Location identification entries
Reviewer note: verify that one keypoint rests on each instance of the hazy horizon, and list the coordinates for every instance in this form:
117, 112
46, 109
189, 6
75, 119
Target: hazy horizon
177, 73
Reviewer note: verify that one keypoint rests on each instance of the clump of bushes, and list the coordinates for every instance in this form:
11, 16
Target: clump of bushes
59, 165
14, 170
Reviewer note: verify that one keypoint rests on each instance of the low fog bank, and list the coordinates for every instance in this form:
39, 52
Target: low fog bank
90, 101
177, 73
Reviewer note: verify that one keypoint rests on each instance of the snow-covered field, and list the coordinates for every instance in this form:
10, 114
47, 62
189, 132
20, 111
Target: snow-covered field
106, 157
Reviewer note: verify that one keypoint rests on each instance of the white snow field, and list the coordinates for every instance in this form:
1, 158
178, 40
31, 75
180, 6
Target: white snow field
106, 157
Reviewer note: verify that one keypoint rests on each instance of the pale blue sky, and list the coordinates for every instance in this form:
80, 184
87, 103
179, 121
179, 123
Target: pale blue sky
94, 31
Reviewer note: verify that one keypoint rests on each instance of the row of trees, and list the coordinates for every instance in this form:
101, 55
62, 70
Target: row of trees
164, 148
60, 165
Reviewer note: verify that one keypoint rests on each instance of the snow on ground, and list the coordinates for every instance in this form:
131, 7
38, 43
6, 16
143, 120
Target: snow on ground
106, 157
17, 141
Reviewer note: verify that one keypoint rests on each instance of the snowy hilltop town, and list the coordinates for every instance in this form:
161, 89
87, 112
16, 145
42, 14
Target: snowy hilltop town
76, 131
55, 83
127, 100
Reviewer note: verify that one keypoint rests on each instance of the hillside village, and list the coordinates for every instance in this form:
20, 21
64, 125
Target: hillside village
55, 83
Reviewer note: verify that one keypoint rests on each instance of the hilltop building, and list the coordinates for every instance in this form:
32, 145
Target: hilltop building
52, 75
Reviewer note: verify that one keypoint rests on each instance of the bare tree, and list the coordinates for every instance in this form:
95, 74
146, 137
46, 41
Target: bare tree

Problem to solve: Copy the material above verbatim.

In response:
Reviewer note: verify that one keypoint rests on each instance of the hazy horizon, and list the coordinates for every instance in this form:
117, 112
46, 109
189, 6
75, 119
Target: hazy horizon
177, 73
Reviewer note: verify that one keypoint rests on each instance of the clump of bushes, and list the coordinates for every instance in this form:
11, 16
Target: clump of bushes
59, 165
14, 170
Reviewer note: verify that one keypoint rests on each instance of the low fog bank, and list the coordinates for every instance in this form:
39, 52
Target: low fog bank
90, 101
177, 73
Reviewer note: verify that one keypoint rests on each instance of the snow-covered field, and list the coordinates for every instance in this form:
10, 114
47, 62
189, 132
20, 111
Target: snow-covered field
106, 157
Reviewer note: verify that one keypoint rests on each instance of the white snow field, and list the coordinates for every instance in this form:
1, 158
178, 40
31, 75
180, 6
Target: white snow field
106, 157
Reviewer note: verify that one keypoint rests on each instance of the pale blue sky, and list the coordinates for every instance in this form:
80, 184
87, 103
179, 121
179, 123
Target: pale blue sky
94, 31
Reviewer note: verify that one keypoint rests on each instance of the row of trees, and list the coordinates for every instance in this form:
101, 55
62, 70
Target: row of trees
164, 148
60, 165
Reviewer note: verify that one keypoint rests on each instance of the snow on ground, and list the coordinates for every instance in this form:
131, 7
38, 43
6, 16
143, 120
Target: snow on ground
106, 157
17, 141
Reviewer note: verify that one keypoint rests on each instance of the snowy hilltop town, and list the coordinates for every instance in this form:
161, 89
87, 112
16, 145
42, 14
Target: snowy hilltop town
76, 131
55, 83
127, 100
Reviewer note: verify that one keypoint rests on each instance of the hillside village, and list the coordinates for every instance in this form:
20, 21
64, 125
Target: hillside village
55, 83
Reviewer note: verify that one keypoint rests on each instance of the hilltop building, and list the coordinates for every instance in this form:
32, 145
Target: hilltop building
52, 75
Reviewer note: verify that one keypoint rests on each instance of the bare tree, and list the coordinates for every instance in this form:
95, 74
146, 137
46, 41
Target: bare tree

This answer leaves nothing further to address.